• STATED EXERCISE:
Please rewrite the rows starting with the line that contains "Q: For every instance of the cross" and going on through the line that contains "x=897, y=529", with "tree foliage" changed to "leafy tree" and all else left as is. Return only those lines.
* begin *
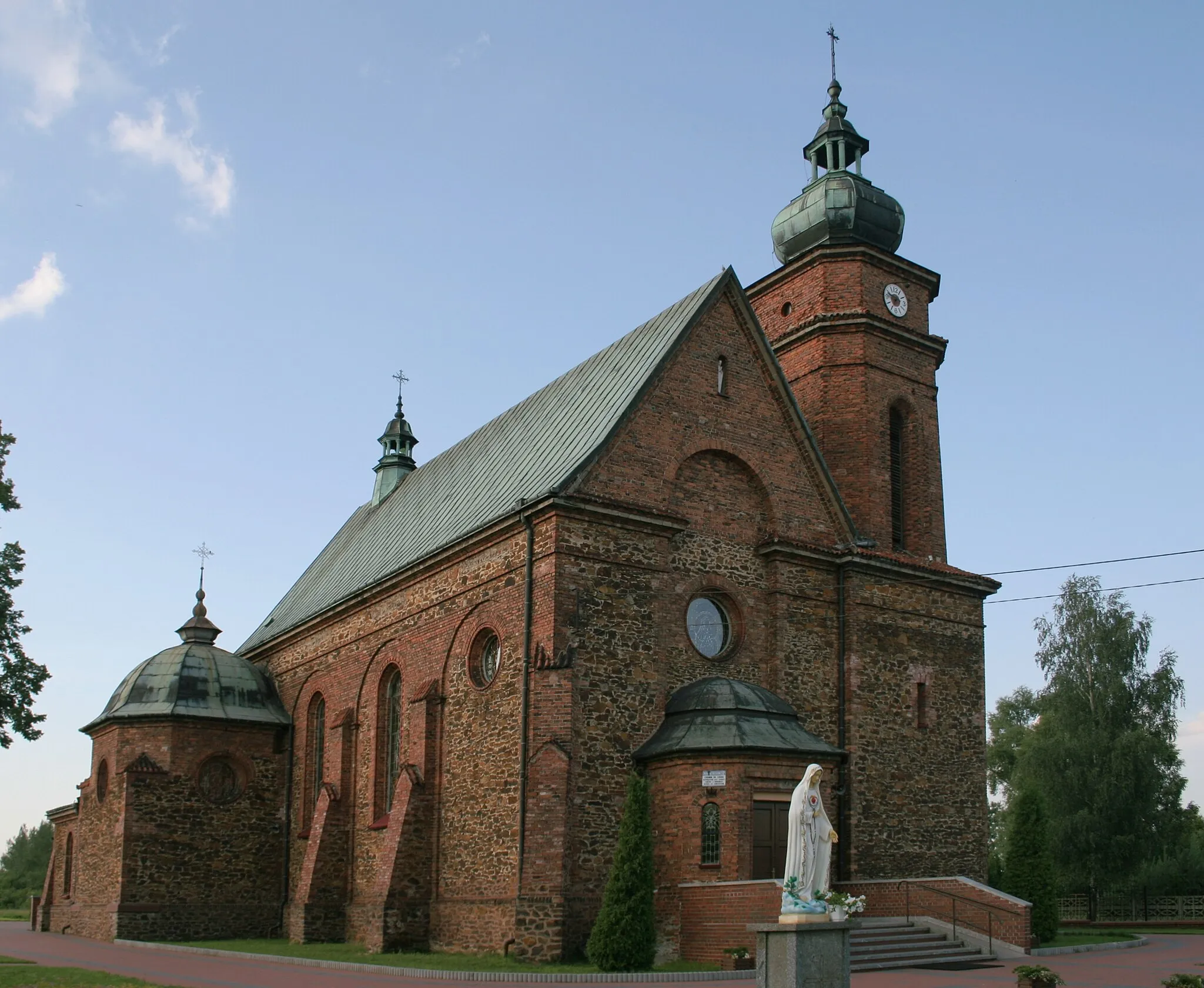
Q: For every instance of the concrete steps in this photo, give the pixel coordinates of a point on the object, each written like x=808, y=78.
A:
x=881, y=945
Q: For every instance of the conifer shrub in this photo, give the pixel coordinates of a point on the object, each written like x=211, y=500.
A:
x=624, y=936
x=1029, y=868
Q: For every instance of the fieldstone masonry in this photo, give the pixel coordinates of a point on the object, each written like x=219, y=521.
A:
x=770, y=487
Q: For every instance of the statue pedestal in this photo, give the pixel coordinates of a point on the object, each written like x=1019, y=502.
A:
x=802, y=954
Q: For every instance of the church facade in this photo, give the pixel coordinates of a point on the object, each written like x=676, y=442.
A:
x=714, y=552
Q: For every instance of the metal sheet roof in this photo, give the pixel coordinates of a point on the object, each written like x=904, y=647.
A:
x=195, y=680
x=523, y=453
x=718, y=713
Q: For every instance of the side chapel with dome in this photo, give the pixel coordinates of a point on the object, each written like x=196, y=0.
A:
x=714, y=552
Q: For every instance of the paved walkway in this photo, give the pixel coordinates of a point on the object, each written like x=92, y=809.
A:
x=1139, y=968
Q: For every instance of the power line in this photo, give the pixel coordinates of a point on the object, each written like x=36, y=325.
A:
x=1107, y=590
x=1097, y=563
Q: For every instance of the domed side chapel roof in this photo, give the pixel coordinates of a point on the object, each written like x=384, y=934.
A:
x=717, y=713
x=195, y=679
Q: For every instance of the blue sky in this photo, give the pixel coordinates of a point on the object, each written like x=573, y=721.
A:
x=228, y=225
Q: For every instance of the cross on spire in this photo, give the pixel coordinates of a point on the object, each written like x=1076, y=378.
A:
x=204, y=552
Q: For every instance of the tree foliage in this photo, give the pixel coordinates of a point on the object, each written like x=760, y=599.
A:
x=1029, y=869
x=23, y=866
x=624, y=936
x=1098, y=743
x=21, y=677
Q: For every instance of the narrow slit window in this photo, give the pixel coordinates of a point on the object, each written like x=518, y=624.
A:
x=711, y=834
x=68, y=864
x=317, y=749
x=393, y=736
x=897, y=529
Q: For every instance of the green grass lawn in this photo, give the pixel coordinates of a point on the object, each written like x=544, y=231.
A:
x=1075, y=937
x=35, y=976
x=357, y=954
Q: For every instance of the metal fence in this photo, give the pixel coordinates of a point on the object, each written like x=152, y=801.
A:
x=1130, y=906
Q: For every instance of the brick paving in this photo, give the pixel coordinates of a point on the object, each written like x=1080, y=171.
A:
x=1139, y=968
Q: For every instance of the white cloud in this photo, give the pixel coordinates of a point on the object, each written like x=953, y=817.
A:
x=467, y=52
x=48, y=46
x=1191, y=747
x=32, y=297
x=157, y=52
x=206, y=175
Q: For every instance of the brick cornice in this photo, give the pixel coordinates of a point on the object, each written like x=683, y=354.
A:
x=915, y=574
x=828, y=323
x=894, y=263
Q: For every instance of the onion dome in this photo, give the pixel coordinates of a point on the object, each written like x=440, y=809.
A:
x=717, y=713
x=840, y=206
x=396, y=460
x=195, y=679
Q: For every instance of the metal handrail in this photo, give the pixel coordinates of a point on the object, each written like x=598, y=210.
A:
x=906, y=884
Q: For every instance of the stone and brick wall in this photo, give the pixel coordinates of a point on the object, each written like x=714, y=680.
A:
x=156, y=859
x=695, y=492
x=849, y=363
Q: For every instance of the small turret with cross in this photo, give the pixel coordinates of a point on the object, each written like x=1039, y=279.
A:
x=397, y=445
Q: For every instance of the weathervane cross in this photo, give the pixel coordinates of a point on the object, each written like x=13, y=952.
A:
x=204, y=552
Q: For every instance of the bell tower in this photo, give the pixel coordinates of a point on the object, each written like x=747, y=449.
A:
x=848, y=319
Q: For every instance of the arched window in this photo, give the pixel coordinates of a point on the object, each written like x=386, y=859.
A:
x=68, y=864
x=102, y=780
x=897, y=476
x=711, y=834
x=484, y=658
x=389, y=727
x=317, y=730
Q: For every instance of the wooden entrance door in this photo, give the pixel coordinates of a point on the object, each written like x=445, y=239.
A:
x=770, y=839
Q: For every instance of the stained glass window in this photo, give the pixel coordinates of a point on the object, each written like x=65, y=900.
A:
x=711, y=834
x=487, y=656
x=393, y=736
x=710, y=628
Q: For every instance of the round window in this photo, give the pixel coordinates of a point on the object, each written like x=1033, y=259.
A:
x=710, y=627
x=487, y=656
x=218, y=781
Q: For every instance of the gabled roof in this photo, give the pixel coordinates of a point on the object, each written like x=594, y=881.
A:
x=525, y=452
* end *
* begin *
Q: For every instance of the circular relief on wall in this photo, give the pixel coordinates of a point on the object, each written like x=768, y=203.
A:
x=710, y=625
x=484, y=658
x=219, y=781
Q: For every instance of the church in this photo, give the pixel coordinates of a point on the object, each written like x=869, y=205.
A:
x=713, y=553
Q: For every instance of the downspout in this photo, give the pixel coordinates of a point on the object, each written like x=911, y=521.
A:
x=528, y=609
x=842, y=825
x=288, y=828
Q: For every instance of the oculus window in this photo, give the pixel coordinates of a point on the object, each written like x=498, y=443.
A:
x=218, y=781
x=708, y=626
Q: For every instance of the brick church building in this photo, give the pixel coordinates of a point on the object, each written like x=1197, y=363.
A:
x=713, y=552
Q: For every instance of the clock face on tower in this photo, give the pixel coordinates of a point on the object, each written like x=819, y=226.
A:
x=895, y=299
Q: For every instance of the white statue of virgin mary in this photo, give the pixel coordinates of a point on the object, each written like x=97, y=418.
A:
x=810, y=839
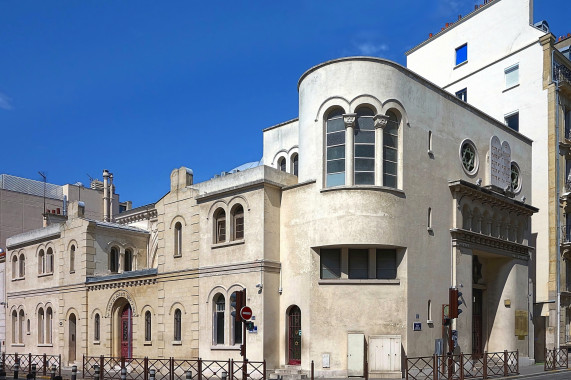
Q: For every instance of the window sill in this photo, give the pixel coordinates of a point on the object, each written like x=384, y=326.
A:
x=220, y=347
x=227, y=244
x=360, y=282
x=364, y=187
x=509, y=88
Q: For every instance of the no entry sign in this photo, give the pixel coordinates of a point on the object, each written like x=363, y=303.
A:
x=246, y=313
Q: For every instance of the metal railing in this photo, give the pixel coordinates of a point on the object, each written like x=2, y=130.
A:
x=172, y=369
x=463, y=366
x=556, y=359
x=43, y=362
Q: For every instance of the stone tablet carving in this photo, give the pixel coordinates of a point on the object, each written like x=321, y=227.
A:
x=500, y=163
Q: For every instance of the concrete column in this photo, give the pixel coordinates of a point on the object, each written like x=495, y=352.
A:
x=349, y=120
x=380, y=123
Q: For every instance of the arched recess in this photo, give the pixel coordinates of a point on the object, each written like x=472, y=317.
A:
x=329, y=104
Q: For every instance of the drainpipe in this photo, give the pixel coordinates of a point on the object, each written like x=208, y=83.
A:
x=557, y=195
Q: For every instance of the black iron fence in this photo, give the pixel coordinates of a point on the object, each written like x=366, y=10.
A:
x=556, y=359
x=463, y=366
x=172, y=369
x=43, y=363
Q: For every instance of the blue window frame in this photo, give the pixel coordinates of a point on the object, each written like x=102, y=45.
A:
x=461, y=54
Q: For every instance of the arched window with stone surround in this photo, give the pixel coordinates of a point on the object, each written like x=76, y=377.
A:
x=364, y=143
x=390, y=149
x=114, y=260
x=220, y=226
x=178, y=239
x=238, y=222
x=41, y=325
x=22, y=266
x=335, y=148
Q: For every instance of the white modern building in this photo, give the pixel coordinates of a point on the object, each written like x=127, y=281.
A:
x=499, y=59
* end *
• FINAL ANSWER:
Q: For every instance of the cross on spire in this photo, give the pixel coordinates of a point on the object, each written like x=1076, y=378.
A:
x=204, y=552
Q: For every instance of the leafy tree in this photo, give the pixel coordinates of a point on the object, each written like x=760, y=599.
A:
x=1029, y=869
x=23, y=866
x=624, y=936
x=1098, y=743
x=21, y=677
Q: For every instance of the narrow slit window in this photo, give the pixel coordinates of a point on the object, each written like x=518, y=624.
A:
x=711, y=834
x=68, y=864
x=317, y=749
x=393, y=736
x=897, y=529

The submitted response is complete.